----- Exercise materials -----
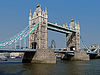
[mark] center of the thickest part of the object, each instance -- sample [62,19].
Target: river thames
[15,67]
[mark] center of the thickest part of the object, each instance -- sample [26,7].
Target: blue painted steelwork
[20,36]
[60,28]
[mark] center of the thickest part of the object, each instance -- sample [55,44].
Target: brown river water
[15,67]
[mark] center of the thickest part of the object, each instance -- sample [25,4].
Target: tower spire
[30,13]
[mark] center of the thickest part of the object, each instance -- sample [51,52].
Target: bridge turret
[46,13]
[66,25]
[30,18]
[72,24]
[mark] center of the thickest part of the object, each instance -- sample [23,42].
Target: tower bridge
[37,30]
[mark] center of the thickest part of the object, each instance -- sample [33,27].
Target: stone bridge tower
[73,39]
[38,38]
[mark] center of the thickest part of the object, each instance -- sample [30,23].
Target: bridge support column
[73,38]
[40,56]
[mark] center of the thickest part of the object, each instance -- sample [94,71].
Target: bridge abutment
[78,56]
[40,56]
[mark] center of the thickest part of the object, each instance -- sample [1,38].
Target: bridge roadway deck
-----
----- Exercise materials -----
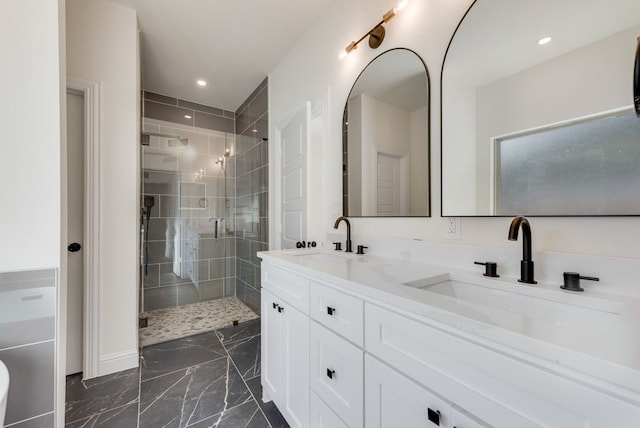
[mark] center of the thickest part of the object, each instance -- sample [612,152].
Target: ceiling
-----
----- Exercise materials -----
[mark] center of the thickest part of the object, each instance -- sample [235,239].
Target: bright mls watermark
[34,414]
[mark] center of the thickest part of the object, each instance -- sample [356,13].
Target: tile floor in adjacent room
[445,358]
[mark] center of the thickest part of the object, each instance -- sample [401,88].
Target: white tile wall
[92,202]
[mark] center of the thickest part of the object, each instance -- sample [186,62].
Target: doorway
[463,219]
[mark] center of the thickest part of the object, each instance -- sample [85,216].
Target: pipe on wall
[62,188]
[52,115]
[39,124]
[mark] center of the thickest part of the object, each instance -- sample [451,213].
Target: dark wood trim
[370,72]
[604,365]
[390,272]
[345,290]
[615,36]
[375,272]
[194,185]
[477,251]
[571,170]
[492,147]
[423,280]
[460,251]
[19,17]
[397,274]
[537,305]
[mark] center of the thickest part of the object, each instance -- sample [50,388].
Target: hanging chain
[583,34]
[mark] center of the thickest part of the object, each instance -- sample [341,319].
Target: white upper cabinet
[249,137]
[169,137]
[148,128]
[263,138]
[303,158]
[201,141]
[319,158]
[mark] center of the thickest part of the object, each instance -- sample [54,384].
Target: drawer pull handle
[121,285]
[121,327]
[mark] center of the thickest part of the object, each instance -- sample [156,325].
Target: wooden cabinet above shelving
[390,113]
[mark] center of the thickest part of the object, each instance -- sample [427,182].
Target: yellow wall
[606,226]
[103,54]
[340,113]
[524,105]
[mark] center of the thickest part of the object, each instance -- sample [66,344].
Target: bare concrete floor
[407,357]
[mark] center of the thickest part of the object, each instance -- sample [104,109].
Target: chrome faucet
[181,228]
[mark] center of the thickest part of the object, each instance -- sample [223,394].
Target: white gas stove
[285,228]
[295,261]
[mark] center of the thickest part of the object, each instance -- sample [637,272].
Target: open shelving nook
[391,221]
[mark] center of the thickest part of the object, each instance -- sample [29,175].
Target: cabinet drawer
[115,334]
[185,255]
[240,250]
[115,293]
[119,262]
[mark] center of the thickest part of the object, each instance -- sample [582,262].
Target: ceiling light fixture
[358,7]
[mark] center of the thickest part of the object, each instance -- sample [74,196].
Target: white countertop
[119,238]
-----
■ Your goal:
Give again exactly, and only, the lines above starting at the one with "-- sample [427,182]." and ending at the one with "-- sample [104,109].".

■ Exercise answer:
[mark] center of the thickest part of the object, each instance -- sample [427,182].
Target: yellow wall
[606,226]
[103,54]
[340,113]
[524,105]
[mark] center of the thickest part of the object, each instance -- sample [66,344].
Target: bare concrete floor
[407,357]
[mark] center of the thickest part of the object, each instance -- sample [104,109].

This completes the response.